**Provided text**.

Tomography and radiocarbon dating used to examine Australian Aboriginal knife
Australian Nuclear Science and Technology Organisation (ANSTO)
A3396 Knife, southern cassowary casque / resin / abrus seed, maker not recorded, location not recorded, Queensland, Australia, made circa 1877–1930, acquired 1941. Credit: The Powerhouse Museum
A number of sophisticated non-invasive nuclear and accelerator techniques were used to provide information about the origin and age of an Australian Aboriginal knife held in the collection of the Powerhouse Museum.
The knife with a striking highly polished resin handle was selected to be part of a 26-object exhibition, "The Invisible Revealed," held at the Powerhouse during 2021–2022.
Prior to the exhibition, the Powerhouse Museum wanted to determine the materials used in the construction of the knife and handle.
Powerhouse Museum First Nations Collections Coordinator, Tammi Gissell, explained that because little was known about the origin or use of the blade, it had to be handled with caution and following cultural protocols.
For this reason, the object was sent in a closed box to senior instrument scientist Dr. Joseph Bevitt.
"Essentially, we had to answer these questions without looking at the object. We took it to the Australian Synchrotron where we used a 3D imaging technique, known as tomography, on the Imaging and Medical beamline to analyze it. The powerful X-ray can penetrate the box and the object to reveal important information about the materials," explained Dr. Bevitt.
"We could determine that the object was not made of metal but a very dense bone. Only two animals had bone that dense—the Australian cassowary and the water buffalo. As the museum told us it was found in northern Queensland, the source would have been the cassowary," he added.

**List of tasks**.
**a)** In the article on the Aboriginal knife, please rewrite the passage starting with "Powerhouse Museum First" and going on through "Dr. Joseph Bevitt.", replacing "cultural protocols" with "customary protocols".
**b)** Extend the article on the Aboriginal knife, carrying it on from its final sentence.

**Provided data**.
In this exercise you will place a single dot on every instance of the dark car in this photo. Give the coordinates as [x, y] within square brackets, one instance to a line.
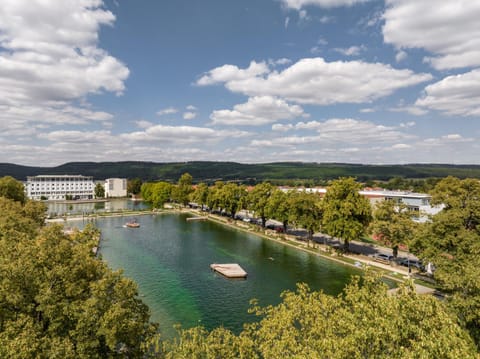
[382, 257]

**Answers given**.
**a)**
Powerhouse Museum First Nations Collections Coordinator, Tammi Gissell, explained that because little was known about the origin or use of the blade, it had to be handled with caution and following customary protocols.
For this reason, the object was sent in a closed box to senior instrument scientist Dr. Joseph Bevitt.

**b)**
The next investigation used radiocarbon dating of the red Abrus seeds found on the handle.
Radiocarbon dates of the seeds from the Center for Accelerator Science at ANSTO indicated that they were most likely to have been harvested between 1877 and 1930— which may indicate the knife's time of production.
"The use of decorative seeds, Abrus precatorius, along with the generous amount of resin used in the construction of the handle indicates a potential for ceremonial significance," said Gissell.
"The knife, which was added to the collection in 1941 without provenance, is an example of First Nation Australian use of bone, and not stone as commonly found in Leilira knives.
"The casque has been carved into three faceted, triangular sections. Commonly used for hunting, leilira knives were also used as spearheads, "she said.
The museum believes the handle on the blade is most likely a resin created with a native plant in the region of Northern Queensland. ANSTO testing was unable to specifically identify the resin, however, it did confirm it was made of an organic material, possibly beeswax.
The artifact was displayed alongside 3D visualizations and other imagery that revealed the structural details of the 26 objects in the exhibition.